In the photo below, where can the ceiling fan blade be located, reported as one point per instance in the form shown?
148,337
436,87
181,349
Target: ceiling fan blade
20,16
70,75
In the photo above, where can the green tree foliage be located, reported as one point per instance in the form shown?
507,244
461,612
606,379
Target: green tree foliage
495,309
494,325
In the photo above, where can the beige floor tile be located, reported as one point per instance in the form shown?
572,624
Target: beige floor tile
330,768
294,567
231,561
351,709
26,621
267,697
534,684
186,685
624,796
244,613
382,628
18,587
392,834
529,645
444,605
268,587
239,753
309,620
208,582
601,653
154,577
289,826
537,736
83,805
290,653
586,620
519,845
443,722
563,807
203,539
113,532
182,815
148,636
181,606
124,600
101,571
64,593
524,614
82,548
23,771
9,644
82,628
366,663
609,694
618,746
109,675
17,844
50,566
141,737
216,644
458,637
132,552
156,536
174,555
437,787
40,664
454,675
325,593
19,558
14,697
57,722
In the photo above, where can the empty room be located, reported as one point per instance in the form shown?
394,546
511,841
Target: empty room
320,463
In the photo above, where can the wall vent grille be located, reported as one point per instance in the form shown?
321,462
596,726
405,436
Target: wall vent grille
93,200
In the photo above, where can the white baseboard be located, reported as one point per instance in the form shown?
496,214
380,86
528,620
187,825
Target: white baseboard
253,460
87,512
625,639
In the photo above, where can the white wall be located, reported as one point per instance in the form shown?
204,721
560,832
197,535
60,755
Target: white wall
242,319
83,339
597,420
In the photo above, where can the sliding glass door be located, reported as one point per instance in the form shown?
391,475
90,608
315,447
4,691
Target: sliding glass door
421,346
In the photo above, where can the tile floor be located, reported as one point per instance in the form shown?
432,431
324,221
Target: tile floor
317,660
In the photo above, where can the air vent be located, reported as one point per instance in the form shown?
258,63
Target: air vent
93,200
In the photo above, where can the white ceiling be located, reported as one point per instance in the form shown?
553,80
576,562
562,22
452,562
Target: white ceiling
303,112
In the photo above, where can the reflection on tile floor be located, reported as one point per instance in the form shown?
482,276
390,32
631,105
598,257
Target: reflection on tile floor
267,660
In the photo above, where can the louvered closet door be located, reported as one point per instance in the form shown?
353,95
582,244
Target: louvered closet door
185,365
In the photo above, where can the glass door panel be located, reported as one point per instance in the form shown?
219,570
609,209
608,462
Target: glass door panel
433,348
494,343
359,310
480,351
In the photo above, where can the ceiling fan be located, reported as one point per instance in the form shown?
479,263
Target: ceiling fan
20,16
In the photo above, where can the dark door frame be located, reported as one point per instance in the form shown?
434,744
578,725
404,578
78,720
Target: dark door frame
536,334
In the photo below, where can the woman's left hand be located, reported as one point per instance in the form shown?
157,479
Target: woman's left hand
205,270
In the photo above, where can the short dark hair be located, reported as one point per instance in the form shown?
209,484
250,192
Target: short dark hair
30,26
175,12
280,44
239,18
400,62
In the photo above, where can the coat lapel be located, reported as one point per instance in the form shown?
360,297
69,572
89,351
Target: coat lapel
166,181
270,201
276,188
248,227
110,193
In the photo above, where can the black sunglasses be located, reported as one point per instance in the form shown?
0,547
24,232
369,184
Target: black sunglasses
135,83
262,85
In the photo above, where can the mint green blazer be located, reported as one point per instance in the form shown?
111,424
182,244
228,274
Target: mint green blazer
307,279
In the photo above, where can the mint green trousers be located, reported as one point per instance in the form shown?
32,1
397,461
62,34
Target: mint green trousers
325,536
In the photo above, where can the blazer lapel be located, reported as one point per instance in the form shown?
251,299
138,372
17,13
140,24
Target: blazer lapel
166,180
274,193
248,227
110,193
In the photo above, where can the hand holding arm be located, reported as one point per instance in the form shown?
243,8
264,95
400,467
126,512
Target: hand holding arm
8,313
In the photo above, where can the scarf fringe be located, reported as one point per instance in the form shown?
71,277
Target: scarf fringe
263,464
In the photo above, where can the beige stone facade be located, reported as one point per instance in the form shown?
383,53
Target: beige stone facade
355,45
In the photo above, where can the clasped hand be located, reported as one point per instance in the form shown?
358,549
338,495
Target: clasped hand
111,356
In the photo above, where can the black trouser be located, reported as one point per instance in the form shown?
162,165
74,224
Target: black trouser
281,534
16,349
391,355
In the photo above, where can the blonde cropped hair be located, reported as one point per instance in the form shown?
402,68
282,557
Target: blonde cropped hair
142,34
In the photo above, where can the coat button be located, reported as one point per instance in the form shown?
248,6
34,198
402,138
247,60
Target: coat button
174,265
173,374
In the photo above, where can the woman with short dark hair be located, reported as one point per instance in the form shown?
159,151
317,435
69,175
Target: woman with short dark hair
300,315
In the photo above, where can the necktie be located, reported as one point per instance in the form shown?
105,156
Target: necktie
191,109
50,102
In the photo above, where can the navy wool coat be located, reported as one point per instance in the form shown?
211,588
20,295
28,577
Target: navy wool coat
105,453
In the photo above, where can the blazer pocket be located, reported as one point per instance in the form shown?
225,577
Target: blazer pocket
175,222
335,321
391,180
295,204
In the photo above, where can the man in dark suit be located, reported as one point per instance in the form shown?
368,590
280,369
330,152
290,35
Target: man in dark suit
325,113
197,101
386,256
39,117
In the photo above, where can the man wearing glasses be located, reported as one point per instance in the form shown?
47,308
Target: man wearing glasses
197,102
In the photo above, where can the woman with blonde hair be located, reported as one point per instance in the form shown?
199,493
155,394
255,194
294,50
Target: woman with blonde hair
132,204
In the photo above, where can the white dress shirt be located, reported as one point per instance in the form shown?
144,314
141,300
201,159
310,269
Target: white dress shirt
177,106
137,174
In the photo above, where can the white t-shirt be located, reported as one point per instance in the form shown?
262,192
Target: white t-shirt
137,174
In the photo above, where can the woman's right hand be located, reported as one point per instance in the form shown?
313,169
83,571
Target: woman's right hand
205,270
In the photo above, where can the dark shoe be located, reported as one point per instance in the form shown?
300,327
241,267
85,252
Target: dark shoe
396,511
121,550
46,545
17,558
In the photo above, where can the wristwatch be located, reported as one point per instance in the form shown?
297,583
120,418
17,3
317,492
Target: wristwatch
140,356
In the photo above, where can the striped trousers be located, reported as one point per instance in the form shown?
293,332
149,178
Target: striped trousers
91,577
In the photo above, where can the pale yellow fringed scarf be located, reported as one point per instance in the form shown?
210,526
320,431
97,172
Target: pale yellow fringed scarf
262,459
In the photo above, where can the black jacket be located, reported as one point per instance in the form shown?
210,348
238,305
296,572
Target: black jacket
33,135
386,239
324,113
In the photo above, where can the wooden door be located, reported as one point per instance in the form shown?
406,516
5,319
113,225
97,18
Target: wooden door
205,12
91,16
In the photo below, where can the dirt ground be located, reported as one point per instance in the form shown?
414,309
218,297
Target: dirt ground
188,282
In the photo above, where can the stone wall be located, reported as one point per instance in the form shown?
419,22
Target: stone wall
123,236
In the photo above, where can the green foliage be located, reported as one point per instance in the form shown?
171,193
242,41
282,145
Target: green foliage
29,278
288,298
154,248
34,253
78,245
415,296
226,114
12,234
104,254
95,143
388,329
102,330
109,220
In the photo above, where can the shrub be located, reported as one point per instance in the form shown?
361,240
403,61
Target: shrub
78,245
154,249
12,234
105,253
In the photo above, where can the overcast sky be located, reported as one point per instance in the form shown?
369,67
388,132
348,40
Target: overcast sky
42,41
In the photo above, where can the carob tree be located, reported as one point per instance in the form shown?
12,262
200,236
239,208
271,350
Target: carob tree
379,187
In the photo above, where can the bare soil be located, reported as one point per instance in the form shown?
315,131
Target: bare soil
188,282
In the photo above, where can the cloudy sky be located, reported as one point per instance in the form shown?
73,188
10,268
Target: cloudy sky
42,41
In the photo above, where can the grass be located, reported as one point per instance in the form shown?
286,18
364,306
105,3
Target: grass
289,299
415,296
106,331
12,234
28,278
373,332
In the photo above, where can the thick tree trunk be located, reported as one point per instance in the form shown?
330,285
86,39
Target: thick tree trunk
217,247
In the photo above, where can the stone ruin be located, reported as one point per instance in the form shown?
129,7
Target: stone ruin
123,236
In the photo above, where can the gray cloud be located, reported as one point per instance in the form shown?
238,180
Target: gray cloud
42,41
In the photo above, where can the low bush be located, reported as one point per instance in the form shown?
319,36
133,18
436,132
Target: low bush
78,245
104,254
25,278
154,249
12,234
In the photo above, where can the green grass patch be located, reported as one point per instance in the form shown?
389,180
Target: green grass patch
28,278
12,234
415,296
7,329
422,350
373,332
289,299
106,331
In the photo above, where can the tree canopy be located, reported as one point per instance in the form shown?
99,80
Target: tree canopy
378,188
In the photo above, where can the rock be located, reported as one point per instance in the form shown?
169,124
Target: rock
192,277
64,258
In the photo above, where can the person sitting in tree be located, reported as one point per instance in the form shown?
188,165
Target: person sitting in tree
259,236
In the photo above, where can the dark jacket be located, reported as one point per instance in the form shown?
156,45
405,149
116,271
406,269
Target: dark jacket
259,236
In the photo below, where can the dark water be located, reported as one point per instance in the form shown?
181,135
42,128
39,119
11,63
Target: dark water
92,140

What the task requires: Copy out the lines above that hold the string "below".

Expected output:
In the photo below, where can the ceiling fan blade be located, reported as one point per instance in the form shown?
In the photo below, where can the woman's left hand be located, reported as one point per instance in the form shown?
In the photo below, where can the dirt ground be located, reported as one point per instance in the form shown?
In the photo below, where can the dark water be located, reported as one point per instance in the form shown?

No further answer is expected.